We are in Kona now for my 70th birthday. We also now have settled into a home (frank Lloyd Wright style) and finally feel like oregon is home. Hawaii still has the allure to us only on the big island but we are not ready to make this permanent. Would be interested in what you find about the recent events in Ankara and Istanbul concerning the crack-down on anyone in opposition to Erdowan. Sounds a little scary to be in turkey right now but we enjoyed it several years ago. Stay safe and enjoy your travels. We do appreciate your blog!
Gene, Happy Birthday! I will write you a separate note about Turkey. Oregon is a lovely place to be in the US and I envy you your FLW style house. Send me photos so I can see it. ljbosco2@gmail.com. All the best.
I must say you are an excellent travel writer. I am also on the road for 6 years. I never try to setlle in for more than a few months. I salute you and see you along the way
Hi Larry,
Maggie is an old friend of 45 years, from London. She’s sent us your blog as we know Turkey very well, driven and sailed all over it and have good Turkish friends in Istanbul. My wife, Georgina will be going back near Fethiye soon to her annual yoga camp week.
We love traveling, although we’re still working 24/7 as Designers.
Our favourite places are Transylvania, Albania, Sri Lanka and Syria before the war. We don’t worry about troubles – just go and experience everything first hand! Our next adventure is a rather tame Gulet trip on the Adriatic to Monte Negro.
We were in Sri Lanka 2 days after the Tsunami and had 2 further trips helping a school’s children get back on their feet, as most of their fathers had been killed. We raised several thousand pounds to put them all through their education.
5 years ago, we were the last London flight out to Syria, when the Foreign office said no more travel, and we’d had to do some talking to get my US sister in law to join us – she suggested some place safer like Barcelona, but ‘I said I’ve already been’! We were there 10 days and saw the last of the old Syria, traveling the length and breadth of the country with our 2 drivers. But we were all so incredibly glad we did see it before it was ravaged!

__RECORD EXCERPTS__.

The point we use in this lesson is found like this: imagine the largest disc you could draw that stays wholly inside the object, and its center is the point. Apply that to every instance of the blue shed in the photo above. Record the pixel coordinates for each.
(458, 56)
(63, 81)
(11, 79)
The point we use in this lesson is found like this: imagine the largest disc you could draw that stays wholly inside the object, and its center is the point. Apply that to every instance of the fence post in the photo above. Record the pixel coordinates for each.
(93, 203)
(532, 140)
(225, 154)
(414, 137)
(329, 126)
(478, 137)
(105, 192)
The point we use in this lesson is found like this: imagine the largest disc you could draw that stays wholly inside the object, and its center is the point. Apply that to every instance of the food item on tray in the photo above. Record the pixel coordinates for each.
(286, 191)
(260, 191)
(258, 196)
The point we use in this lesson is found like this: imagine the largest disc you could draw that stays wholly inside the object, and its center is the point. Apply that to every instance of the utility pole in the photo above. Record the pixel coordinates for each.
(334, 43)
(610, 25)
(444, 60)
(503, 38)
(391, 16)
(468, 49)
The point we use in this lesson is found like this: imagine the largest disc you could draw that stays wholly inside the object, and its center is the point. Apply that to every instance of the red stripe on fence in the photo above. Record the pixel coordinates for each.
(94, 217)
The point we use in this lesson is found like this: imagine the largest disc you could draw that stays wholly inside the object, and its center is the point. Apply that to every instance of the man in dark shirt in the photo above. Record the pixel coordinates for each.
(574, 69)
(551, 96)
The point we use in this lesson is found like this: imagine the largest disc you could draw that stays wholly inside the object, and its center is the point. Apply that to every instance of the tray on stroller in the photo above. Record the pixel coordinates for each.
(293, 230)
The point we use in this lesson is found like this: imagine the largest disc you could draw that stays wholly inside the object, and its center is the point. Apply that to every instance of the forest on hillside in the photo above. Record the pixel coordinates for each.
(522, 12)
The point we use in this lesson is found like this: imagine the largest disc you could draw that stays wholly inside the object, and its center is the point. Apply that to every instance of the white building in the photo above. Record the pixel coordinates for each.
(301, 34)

__DIRECTIONS__. Reproduce the travel blog comments in full, word for word. You can leave the material aside; it plays no part here.

__RESULT FOR THIS EXERCISE__.
We are in Kona now for my 70th birthday. We also now have settled into a home (frank Lloyd Wright style) and finally feel like oregon is home. Hawaii still has the allure to us only on the big island but we are not ready to make this permanent. Would be interested in what you find about the recent events in Ankara and Istanbul concerning the crack-down on anyone in opposition to Erdowan. Sounds a little scary to be in turkey right now but we enjoyed it several years ago. Stay safe and enjoy your travels. We do appreciate your blog!
Gene, Happy Birthday! I will write you a separate note about Turkey. Oregon is a lovely place to be in the US and I envy you your FLW style house. Send me photos so I can see it. ljbosco2@gmail.com. All the best.
I must say you are an excellent travel writer. I am also on the road for 6 years. I never try to setlle in for more than a few months. I salute you and see you along the way
Hi Larry,
Maggie is an old friend of 45 years, from London. She’s sent us your blog as we know Turkey very well, driven and sailed all over it and have good Turkish friends in Istanbul. My wife, Georgina will be going back near Fethiye soon to her annual yoga camp week.
We love traveling, although we’re still working 24/7 as Designers.
Our favourite places are Transylvania, Albania, Sri Lanka and Syria before the war. We don’t worry about troubles – just go and experience everything first hand! Our next adventure is a rather tame Gulet trip on the Adriatic to Monte Negro.
We were in Sri Lanka 2 days after the Tsunami and had 2 further trips helping a school’s children get back on their feet, as most of their fathers had been killed. We raised several thousand pounds to put them all through their education.
5 years ago, we were the last London flight out to Syria, when the Foreign office said no more travel, and we’d had to do some talking to get my US sister in law to join us – she suggested some place safer like Barcelona, but ‘I said I’ve already been’! We were there 10 days and saw the last of the old Syria, traveling the length and breadth of the country with our 2 drivers. But we were all so incredibly glad we did see it before it was ravaged!